[Location identification items]
________________________
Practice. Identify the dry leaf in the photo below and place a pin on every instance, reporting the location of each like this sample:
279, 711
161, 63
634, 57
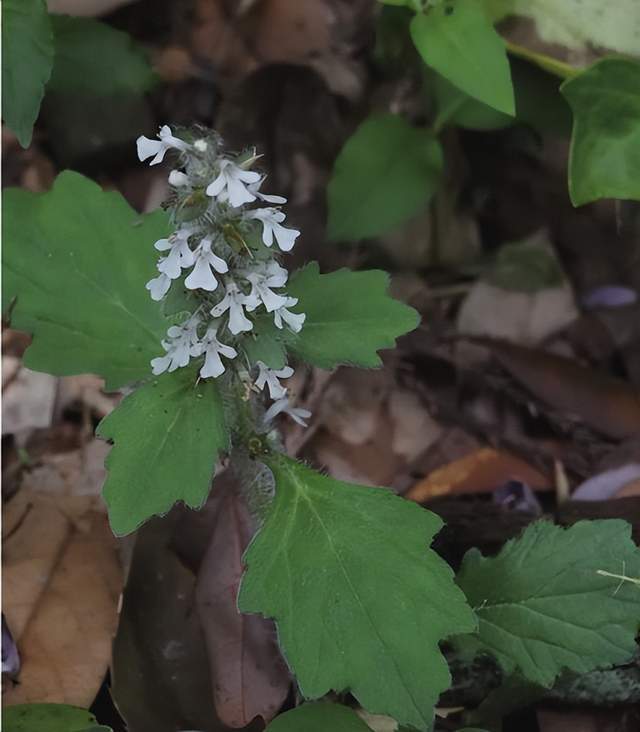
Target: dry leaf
482, 470
60, 594
250, 678
160, 673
________________________
[Short exercise] Copy every row above word for word, but leave the pictures out of your copy.

[Output]
Practice. Identify the dry leaf in the photo below and place a pin on every instance, reporting the location of each like this sample:
279, 711
161, 63
634, 57
Target: dry leaf
482, 470
60, 594
250, 678
160, 673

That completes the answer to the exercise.